==== Document excerpt ====

Disclosure of the integration of sustainability in Ecofin’s investment process

March 2021

1. The EU legislation

The European Union’s regulation on sustainability-related disclosures in the financial services sector forms part of its package of measures relating to Environmental, Social and Governance (“ESG”) issues.

It lays down harmonised rules for ’financial market participants’ on transparency with respect to the integration of sustainability risks and the consideration of adverse sustainability impacts in their processes, and the provision of sustainability-related information with respect to financial products.

Sustainability risks are stated as being an environmental, social or governance event or condition, which, if it occurs, could cause a material negative impact on the value of an investment. 

Whilst Ecofin Advisors Limited is not regarded as a ‘financial market participant’ (as it is no longer in the European Union), this document discloses how Ecofin Advisors Limited and Ecofin Advisors LLC (together Ecofin) integrates sustainability risks in its investment decision-making process and, in considering the principal adverse impacts of investment decisions on sustainability factors, sets out its due diligence policies with respect to the same.

In summary, the legislation requiring the transparency of adverse sustainability impacts at entity level requires information on the following to be disclosed, the principles of which are covered in this document:

  • Information on policies to identify and prioritise principal adverse sustainability impacts and indicators;
  • Description of principal adverse sustainability impacts and actions taken to address principal adverse sustainability impacts;
  • Brief summary of engagement policies in accordance with Shareholders Rights Directive; and
  • Adherence to responsible business codes and due diligence/reporting, with the degree of alignment with the objectives of the Paris Agreement.

This information will be updated periodically as required.

The investment manager

Ecofin is a sustainable investment manager, dedicated to uniting ecology and finance, with roots dating back to the early 1990s. We utilise ESG investment frameworks, harnessing years of expertise investing in sustainable infrastructure, energy transition, clean water & environmental and social impact—much of which has been driven by explicit domestic and international policies addressing climate change. Our strategies are accessible through a variety of investment solutions and seek to achieve positive impact that align with UN Sustainable Development Goals by addressing pressing global issues surrounding climate action, clean energy, water, education, healthcare and sustainable communities.  The team has a strong focus on sustainable investing and a core belief that analyzing a company’s environmental, social and governance (ESG) practices is vital to making an informed investment decision. ESG research is incorporated into the investment process across all strategies.

A big part of Ecofin’s sustainability focus is the allocation of proper resources to the sustainability initiative.  Ecofin has a dedicated Head of Impact, Greg Murphy, who has a long history of investment analysis and portfolio management, whose sole responsibility today is the development and reporting of sustainability and impact investing.

====

Prompt A>
In the Ecofin sustainability disclosure, who is named as the firm's dedicated Head of Impact?
Prompt B>
Carry on writing the Ecofin sustainability disclosure, picking up after its final sentence.

==== Record extracts ====

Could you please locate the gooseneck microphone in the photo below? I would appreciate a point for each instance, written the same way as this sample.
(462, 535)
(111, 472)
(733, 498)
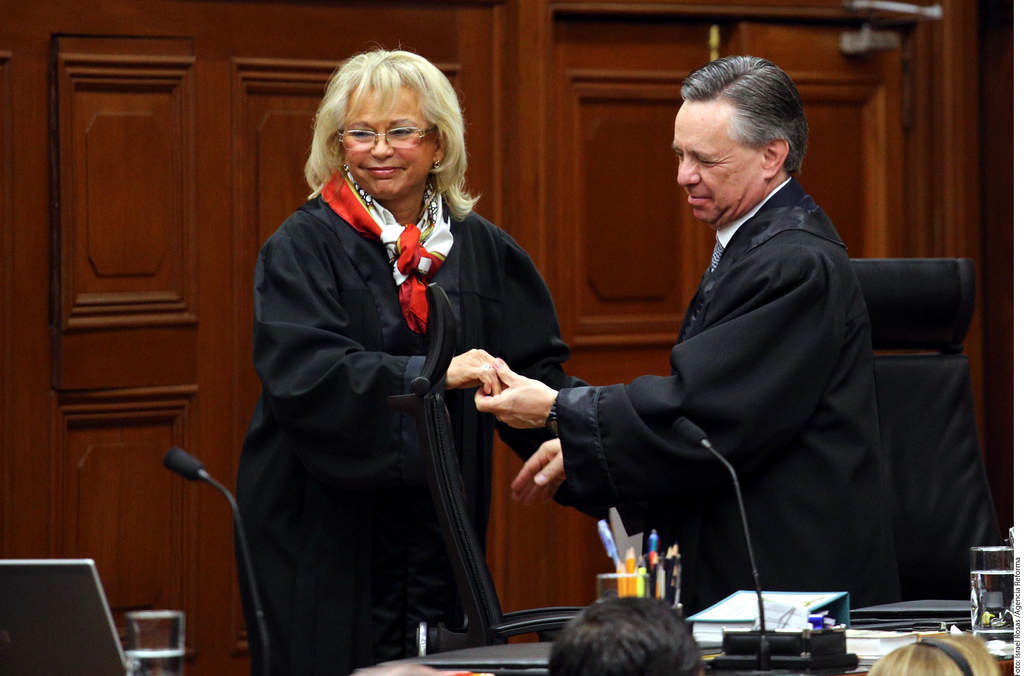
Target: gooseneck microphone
(689, 431)
(187, 466)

====

Exercise result A>
Greg Murphy.

Exercise result B>
Ecofin’s Sustainability and Impact Committee is responsible for the ongoing development of the firm’s ESG framework, our approach to integrating on a consistent basis sustainability and impact factors into investment processes, and for measurement and reporting on progress and activities.

ESG issues are analysed in the normal course of investment research, valuation assessment and decision making by the investment team.  Ecofin strongly believes that ESG factor analysis is more effective when it is conducted by the investment team and fully integrated into the investment process, rather than carried out in parallel.


2.Ecofin’s investment strategies for its sustainability-focused financial products

The portfolios that Ecofin manage have environmental objectives, such as clean energy/power networks, sustainable project finance in waste to energy, economic infrastructure, electrification, clean transportation, industrial and building efficiency, and water supply, infrastructure and efficiency.

These are inherent in the various investment products which Ecofin offer, which have the following strategies: energy transition, sustainable listed infrastructure, global renewable infrastructure and global water.

Ecofin’s focus on sustainable investing is led by the belief that companies which actively manage their environmental, social and governance risks are best placed to deliver long-term growth and attractive shareholder returns. A thorough understanding of ESG issues empowers companies to potentially mitigate risks and take advantage of the opportunities resulting from these issues. The research process fully integrates both traditional fundamental analysis and ESG analysis that the investment team believes may affect stock valuations and long-term shareholder value. An important aspect of this approach is that both the traditional analysis and the ESG analysis are integrated and undertaken by the Portfolio Managers and Analysts and not outsourced to a separate investment team. Each company has an assigned analyst who is responsible for all aspects of the research process and for engaging with company management.

As Ecofin manages sustainability-focused investment products, disclosures about the integration of sustainability risks in the Ecofin investment process will also be made, as required, in the relevant funds’ pre-contractual offering documents.


3. Ecofin’s investment process for its sustainability-focused financial products

ESG evaluation is a primary factor in Ecofin’s qualitative analysis; as an investment firm we undertake a detailed ESG evaluation as part of our investment process to select portfolio investments which contribute to our sustainability objectives.

At the core of Ecofin’s stock selection process is the understanding and mitigation of environmental, social and governance risks in an effort to provide better risk-adjusted returns to investors. It is also becoming more evident through formal academic studies that better ESG profiles often deliver better absolute performance, thus underscoring the importance of ESG from both a risk management and value creation perspective.


4. ESG due diligence policies with respect to the transparency of adverse sustainability impacts

As provided above, sustainability is core to Ecofin’s investment strategies and process, with the investment process integrating both traditional fundamental portfolio analysis with ESG factors.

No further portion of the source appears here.